◆ Input
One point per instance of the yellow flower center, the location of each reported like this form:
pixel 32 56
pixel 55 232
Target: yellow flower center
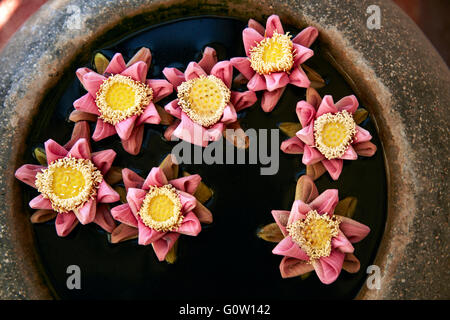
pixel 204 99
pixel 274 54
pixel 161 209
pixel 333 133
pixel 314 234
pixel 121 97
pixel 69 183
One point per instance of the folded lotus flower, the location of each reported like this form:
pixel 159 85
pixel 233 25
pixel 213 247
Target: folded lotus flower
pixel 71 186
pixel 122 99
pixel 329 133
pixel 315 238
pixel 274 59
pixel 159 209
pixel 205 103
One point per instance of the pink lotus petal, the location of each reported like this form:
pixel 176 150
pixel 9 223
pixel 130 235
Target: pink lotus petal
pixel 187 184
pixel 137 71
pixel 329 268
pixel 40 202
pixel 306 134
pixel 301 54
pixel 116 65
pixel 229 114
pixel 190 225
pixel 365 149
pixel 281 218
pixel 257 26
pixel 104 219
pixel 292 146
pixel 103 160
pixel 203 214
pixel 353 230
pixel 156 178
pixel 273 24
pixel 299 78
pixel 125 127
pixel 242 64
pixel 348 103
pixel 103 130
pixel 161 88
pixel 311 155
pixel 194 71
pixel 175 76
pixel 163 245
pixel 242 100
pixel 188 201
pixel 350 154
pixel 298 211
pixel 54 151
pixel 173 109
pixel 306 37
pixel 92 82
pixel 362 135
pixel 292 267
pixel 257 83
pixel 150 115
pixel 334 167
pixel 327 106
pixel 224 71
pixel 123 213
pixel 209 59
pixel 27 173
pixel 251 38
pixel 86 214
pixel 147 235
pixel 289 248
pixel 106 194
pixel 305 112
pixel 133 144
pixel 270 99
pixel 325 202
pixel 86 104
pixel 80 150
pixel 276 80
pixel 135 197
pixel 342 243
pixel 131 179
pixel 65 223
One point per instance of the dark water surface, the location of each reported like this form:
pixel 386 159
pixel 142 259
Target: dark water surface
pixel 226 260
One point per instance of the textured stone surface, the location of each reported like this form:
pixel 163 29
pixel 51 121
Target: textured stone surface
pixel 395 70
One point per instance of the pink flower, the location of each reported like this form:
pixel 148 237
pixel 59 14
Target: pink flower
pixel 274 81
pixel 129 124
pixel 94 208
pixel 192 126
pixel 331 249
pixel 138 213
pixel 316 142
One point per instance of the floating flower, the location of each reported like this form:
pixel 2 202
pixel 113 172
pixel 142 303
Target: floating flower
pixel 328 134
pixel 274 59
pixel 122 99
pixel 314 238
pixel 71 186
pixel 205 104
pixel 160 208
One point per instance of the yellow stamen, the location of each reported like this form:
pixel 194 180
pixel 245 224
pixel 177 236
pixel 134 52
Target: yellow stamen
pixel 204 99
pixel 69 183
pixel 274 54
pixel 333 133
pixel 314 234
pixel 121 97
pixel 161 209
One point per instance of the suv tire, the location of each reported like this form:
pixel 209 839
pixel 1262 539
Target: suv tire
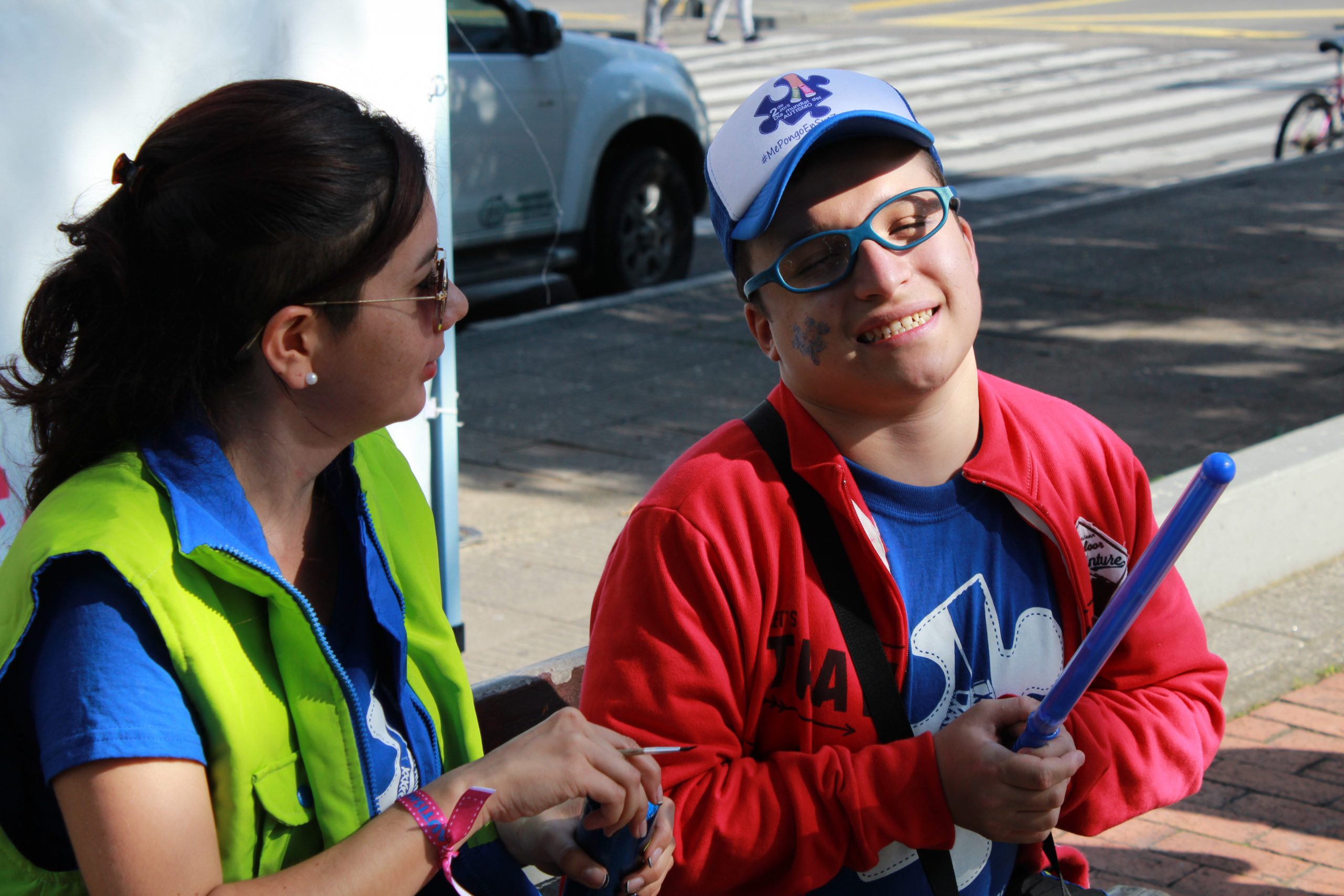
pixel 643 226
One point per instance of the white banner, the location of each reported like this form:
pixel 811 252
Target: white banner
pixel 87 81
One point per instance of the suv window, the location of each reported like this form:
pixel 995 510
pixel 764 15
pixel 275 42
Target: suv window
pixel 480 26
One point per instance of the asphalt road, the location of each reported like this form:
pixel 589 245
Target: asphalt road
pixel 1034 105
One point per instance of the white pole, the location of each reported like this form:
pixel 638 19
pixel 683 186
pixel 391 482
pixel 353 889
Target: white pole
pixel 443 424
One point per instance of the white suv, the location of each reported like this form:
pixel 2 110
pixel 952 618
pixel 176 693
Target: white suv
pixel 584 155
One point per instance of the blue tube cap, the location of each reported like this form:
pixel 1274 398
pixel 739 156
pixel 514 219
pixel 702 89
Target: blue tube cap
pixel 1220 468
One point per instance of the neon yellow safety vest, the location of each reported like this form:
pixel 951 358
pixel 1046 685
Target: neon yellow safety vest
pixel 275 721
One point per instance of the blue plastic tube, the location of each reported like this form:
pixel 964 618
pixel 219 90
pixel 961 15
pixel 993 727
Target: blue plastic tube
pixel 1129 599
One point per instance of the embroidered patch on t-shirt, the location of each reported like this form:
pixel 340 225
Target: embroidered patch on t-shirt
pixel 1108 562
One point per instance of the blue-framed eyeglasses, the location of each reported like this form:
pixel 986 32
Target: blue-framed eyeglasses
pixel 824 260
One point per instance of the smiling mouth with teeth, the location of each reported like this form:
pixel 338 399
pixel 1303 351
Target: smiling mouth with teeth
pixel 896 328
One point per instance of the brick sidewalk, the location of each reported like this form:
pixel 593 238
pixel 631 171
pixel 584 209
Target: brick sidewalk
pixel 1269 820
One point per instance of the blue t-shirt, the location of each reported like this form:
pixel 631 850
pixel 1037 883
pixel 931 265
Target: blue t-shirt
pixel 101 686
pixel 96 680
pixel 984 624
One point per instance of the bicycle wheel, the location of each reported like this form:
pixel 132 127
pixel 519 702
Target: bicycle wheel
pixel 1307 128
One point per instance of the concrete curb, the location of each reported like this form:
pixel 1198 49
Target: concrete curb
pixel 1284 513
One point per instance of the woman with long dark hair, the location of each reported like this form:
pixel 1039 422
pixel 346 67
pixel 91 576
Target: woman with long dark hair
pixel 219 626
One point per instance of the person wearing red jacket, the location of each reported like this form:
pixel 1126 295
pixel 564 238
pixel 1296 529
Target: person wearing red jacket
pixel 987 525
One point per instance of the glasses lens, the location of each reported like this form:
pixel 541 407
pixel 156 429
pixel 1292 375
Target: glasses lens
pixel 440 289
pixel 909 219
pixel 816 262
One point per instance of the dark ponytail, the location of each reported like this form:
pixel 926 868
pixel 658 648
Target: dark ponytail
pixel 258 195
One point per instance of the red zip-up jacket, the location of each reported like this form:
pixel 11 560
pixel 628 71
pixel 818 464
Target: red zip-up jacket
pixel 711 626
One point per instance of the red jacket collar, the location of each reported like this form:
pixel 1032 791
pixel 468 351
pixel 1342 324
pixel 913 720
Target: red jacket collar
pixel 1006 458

◆ Goal
Rewrite everything from the line that contains "One point per instance of the red jacket" down to the end of the items as a numbered list, leaving out blank lines.

◆ Answer to this task
1. One point per instance of the red jacket collar, the location of each reported like this form:
2. pixel 1032 791
3. pixel 468 351
4. pixel 1342 324
5. pixel 913 720
6. Target: red jacket collar
7. pixel 1006 458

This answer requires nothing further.